# Problem set:
#1 In the text on speech factor analysis, what frequency range did the 19 critical-band filters cover?
#2 Continue the text on speech factor analysis from its final sentence.

— Start of Text block —

Following the Nyquist theorem [15] and the 12,000-Hz sampling frequency of the English speech samples, 19 critical-band filters were constructed to cover the frequency range of 50–5300 Hz. Their center frequencies ranged from 75–4800 Hz. The frequency bands were adopted from Zwicker and Terhardt (1980) [16]. The frequency range below 50 Hz was not utilized because it should have been less relevant to the speech signal.
The factor analyses were performed as follows. Nakajima et al. (2017) calculated the powers of the filter outputs by squaring and moving-averaging them with a Gaussian window of σ = 5 ms. Thus, they obtained a smoothed power fluctuation for each filter, and the powers for the 19 filters were sampled at every 1 ms as 19 variates for factor analysis. In comparison with that method, here we followed Kishida et al. (2016) [12], where the speech signals were sampled every 1 ms with a 30-ms-long Hamming window. Kishida et al. then transferred every 30-ms-long segment to a power spectrum by Fast Fourier Transform (FFT) [12]. Following this, the power spectrum was smoothed with a 5-ms short-pass lifter by cepstral analysis [17]. The origin of the factors, which are represented as orthogonal vectors in the 19-dimensional variate space, was shifted from the gravity center of the data points to the silent point, at which all variates (powers) are zero. In this origin-shifted factor analysis, a silent part in the speech signal is represented always at the silent point. This method thus should be suitable for observing the natures of relatively weak sounds, which are closer to the silent point. This was not the case in Nakajima et al. (2017) [8], in which a normal factor analysis was used.
Together, we here performed four different factor analyses: with and without cepstral liftering, and with and without the origin shift. We obtained the factor loadings and took up the factor scores of the central midpoints of time for the labeled phonemes. We then analyzed the distribution of the phonemes as represented in the three-dimensional factor space. The three-dimensional axes derived from the four factor analyses were rotated by varimax rotation [18], resulting in spectral factors.

3. Results

3.1. Factor Loadings of the Three Spectral Factors

From the perspective of the analysis processes, the major differences between the two methods, i.e., the factor analyses in Nakajima et al. (2017) [8] and in Kishida et al. (2016) [12], were whether to use the cepstral liftering and the origin shift to the silent point. Figure 1 shows the factor loadings for all the English speech samples spoken by the three native speakers, obtained with each of the four analysis methods. One division of the horizontal axis corresponds to 0.5 critical bandwidth. Four main frequency bands were obtained. The first constituted a low-frequency band, approximately from 50 to 600 Hz. The second was a mid-low frequency band, approximately from 600 to 1700 Hz, followed by a mid-high-frequency band, approximately from 1700 to 3000 Hz. Finally, the fourth range was a high-frequency band, approximately above 3000 Hz. Confirming the results of Ueda and Nakajima (2017) [7], Nakajima et al. (2017) [8], and Kishida et al. (2016) [12], these four frequency bands were related to three spectral factors. One factor, the “low & mid-high factor” (Figure 1, red line) was bimodal in that the frequencies of relatively high loadings were around 300 Hz and around 2300 Hz. The second factor, the “mid-low factor”, was located around 1100 Hz (Figure 1, black line). The third factor, the “high factor”, was located around 4100 Hz (Figure 1, blue line).

— End of Text block —
— Start of Supplied information —

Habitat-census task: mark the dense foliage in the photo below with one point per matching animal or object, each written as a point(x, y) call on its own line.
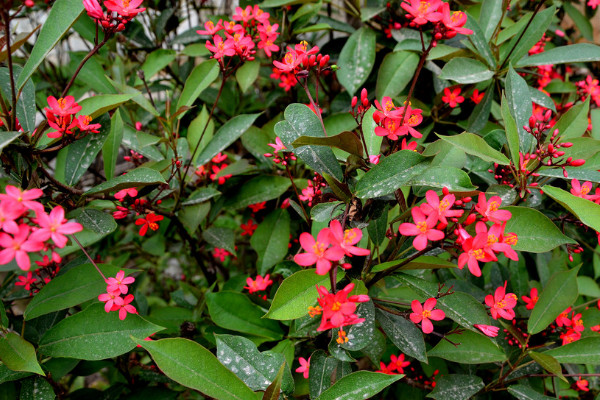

— End of Supplied information —

# Answers to the exercises:
#1 50–5300 Hz

#2
The cumulative contributions of the three spectral factors were around 43% in Figure 1a,b, while they were around 45% in Figure 1c,d. As can be seen by comparing Figure 1a,b, or by comparing Figure 1c,d, the origin shift did not greatly affect the factor loadings—the factor loadings with origin shift and without origin shift turned out to be very similar. Cepstral analysis, however, affected the factor loadings for just one factor. That is, the second peak of the bimodal “low & mid-high factor” was prominent without cepstral liftering, as can be seen in Figure 1c,d, but was reduced with cepstral liftering, as shown in Figure 1a,b. Thus, the similarity in the factor loadings between Figure 1a,b or between Figure 1c,d confirmed that the origin shift keeps the essential features of the factors in the analyses.

3.2. Factor Scores of the Three Spectral Factors

Following the analysis of the factor loadings, the factor scores were analyzed. In Figure 2, Figure 3, Figure 4 and Figure 5 below, panels (a), (b), and (c) show the distributions of combinations of the three spectral-factor scores, i.e., between the “low & mid-high factor” (around 300 and 2300 Hz), the “mid-low factor” (around 1100 Hz), and the “high factor” (above 3000 Hz). Panel (d) in Figure 2, Figure 3, Figure 4 and Figure 5 shows the distribution in the three-dimensional configuration as viewed in a direction from above-right to below-left in panel (a). In panel (d), the horizontal axis represents the combination of the “mid-low factor” and the “high factor”, by calculating (xy)/ 2 , where x indicates the factor score of the “mid-low factor”, and y the factor score of the “high factor”, following Nakajima et al. (2017) [8].
The distribution of the factor scores showed a similar tendency in each of the four factor analyses (Figure 2, Figure 3, Figure 4 and Figure 5). Although the cepstral liftering had some influence on the factor loadings of the second peak of the bimodal “low & mid-high factor”, overall the factor scores showed very similar distributions in the factor space. The same can be said for the use of the origin shift. Whether the origin shift was applied or not, the factor loadings (Figure 1a–d) and the factor scores (Figure 2, Figure 3, Figure 4 and Figure 5) showed very similar tendencies.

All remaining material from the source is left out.